THE PROBLEM:
The entries below should be given again exactly, minus their pictures.

MATERIAL:
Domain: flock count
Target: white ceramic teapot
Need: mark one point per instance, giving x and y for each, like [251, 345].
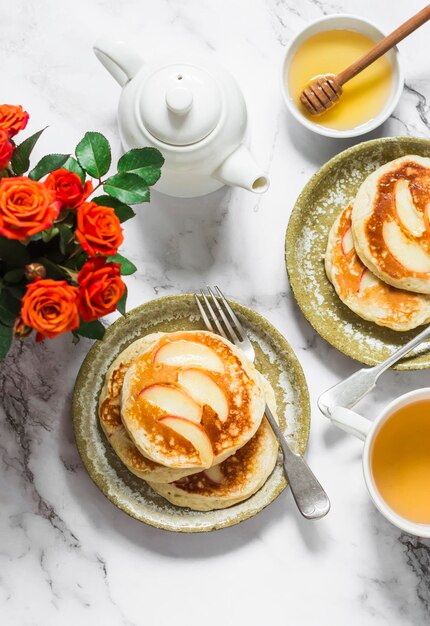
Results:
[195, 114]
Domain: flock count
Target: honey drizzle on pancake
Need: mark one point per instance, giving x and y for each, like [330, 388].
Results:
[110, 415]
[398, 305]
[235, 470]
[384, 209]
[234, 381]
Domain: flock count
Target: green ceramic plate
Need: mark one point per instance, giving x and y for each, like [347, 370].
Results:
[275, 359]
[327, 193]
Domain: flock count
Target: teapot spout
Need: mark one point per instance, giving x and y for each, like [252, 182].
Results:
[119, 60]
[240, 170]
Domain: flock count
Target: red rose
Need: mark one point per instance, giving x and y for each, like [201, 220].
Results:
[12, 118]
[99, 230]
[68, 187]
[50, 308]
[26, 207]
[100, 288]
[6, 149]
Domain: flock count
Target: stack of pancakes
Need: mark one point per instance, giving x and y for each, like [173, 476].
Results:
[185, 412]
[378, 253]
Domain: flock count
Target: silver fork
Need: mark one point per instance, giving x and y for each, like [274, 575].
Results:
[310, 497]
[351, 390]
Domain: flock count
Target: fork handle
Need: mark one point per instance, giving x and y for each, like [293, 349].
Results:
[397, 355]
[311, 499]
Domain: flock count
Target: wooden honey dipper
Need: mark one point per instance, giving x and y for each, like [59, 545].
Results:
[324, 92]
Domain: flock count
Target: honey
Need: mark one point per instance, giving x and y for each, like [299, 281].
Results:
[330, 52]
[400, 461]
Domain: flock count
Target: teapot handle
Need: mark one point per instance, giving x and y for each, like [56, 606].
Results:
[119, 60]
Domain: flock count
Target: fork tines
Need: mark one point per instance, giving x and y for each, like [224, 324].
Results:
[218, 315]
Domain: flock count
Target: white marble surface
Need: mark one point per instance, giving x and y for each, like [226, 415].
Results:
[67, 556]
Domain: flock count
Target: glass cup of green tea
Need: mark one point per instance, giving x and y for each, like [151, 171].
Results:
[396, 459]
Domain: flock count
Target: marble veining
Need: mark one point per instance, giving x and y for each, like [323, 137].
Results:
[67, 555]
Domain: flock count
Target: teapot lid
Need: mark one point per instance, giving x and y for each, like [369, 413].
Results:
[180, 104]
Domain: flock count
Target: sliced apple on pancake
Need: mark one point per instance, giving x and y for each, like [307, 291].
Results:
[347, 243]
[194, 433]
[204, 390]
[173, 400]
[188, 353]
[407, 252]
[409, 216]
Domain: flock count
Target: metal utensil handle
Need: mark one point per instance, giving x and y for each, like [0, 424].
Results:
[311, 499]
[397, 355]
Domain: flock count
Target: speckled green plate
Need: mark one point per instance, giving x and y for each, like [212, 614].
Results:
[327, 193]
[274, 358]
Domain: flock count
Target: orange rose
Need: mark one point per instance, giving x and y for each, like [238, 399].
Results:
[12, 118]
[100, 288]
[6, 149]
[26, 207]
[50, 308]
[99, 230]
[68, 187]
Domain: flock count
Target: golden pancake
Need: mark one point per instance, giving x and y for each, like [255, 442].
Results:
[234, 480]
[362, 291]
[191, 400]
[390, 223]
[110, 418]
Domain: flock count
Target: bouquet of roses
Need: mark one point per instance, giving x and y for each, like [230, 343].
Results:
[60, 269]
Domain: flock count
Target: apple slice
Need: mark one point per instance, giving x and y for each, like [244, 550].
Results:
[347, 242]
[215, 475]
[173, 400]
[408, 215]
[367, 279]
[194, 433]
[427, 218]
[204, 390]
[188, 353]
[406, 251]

FINAL RESULT:
Domain: flock count
Target: white ceramic teapot
Need: mark one point per instance, giving x and y for each, like [251, 345].
Results:
[195, 114]
Domain: flock count
Target: honey drizzle on pancake
Need: mark one point per instance, giving x and y for each, like [330, 388].
Results:
[110, 415]
[398, 305]
[235, 470]
[384, 209]
[234, 381]
Domain: flock count
Target: green ceramic plate
Need: mark one point per instance, giving x and y for each, like [347, 370].
Results:
[275, 359]
[327, 193]
Domain: flock count
Target: teapot spout
Need: mark one point per instance, giving x and y for each, like [252, 182].
Results:
[119, 60]
[240, 170]
Domain: flock count
Target: red rose
Need: mark one point per instance, giving x and y for each, like [201, 220].
Results:
[12, 118]
[99, 230]
[68, 187]
[50, 308]
[26, 207]
[100, 288]
[6, 149]
Domain: flock count
Target: stack of pancakes
Need: mark one point per instance, giving x and y for each, like [173, 476].
Results:
[185, 412]
[378, 253]
Domain: flock count
Target: silver fork
Need: mark one point per instance, giving x and y for each, like [274, 575].
Results:
[310, 497]
[351, 390]
Domain: flock count
Target: fork handle
Need: mark one point per instance, giving x and y for each, like [293, 349].
Results:
[397, 355]
[311, 499]
Domain: flock count
Target: wooden honey dipper
Need: mark one point per instance, giving x and y for each, like [59, 545].
Results:
[324, 92]
Domain: flock count
Target: honey
Need: mark one point per instance, giving x and y for each, like [299, 281].
Results:
[330, 52]
[400, 461]
Domain: flock count
Target: teapot handle
Need: mark one point per instance, giving x and y for each, like [56, 606].
Results:
[119, 60]
Domain: flock count
Target: fork tines
Need: mark one point per instance, giving x and y for each, like [224, 324].
Results:
[218, 315]
Domain: flock count
Target: white marble surface
Need: mark one point per instance, giving x and y for each, like [226, 415].
Results:
[67, 556]
Domain: flock count
Target: glass cup of green tea
Need: mark one point per instance, giving x and y for each, like [151, 171].
Results:
[396, 459]
Domain: flock count
Target: marble veining
Need: mark one point per instance, giving x and y for each, like [323, 137].
Results:
[67, 555]
Domain: flock count
Target: teapot lid
Need: mark one point per instance, giving x and y for each, like [369, 413].
Results:
[180, 104]
Domain: flock count
Target: sliced apple on pancake
Need: mark one point per instance, giving x and y for each, like [307, 291].
Results:
[347, 243]
[194, 433]
[204, 390]
[173, 400]
[188, 353]
[407, 252]
[409, 216]
Domain: flock count
Target: metal utensil handle
Need: mark one point per instance, giving x and y for each, like [0, 424].
Results:
[311, 499]
[397, 355]
Domain: flock count
Target: speckled green plate
Need: mark one point per instance, giving x and y for each, like [212, 614].
Results:
[327, 193]
[274, 358]
Domain: flock count
Target: orange rose
Need: mark one point per instance, giving x and y for each, like [238, 399].
Results:
[12, 118]
[100, 288]
[6, 149]
[26, 207]
[50, 308]
[99, 230]
[68, 187]
Domain: flock count
Target: golden pancake
Need: mark one point per instance, giving x and y for each, like [255, 442].
Results:
[234, 480]
[362, 291]
[191, 400]
[390, 223]
[110, 418]
Domain: flock count
Target: bouquet of roses
Need: mark one point per instance, giving x and y for each, like [230, 343].
Results:
[60, 269]
Domain: flock count
Target: apple slice
Need: mark one point per instance, giving x and y for each, like [244, 550].
Results:
[347, 242]
[215, 475]
[173, 400]
[408, 215]
[367, 279]
[194, 433]
[427, 218]
[204, 390]
[188, 353]
[406, 251]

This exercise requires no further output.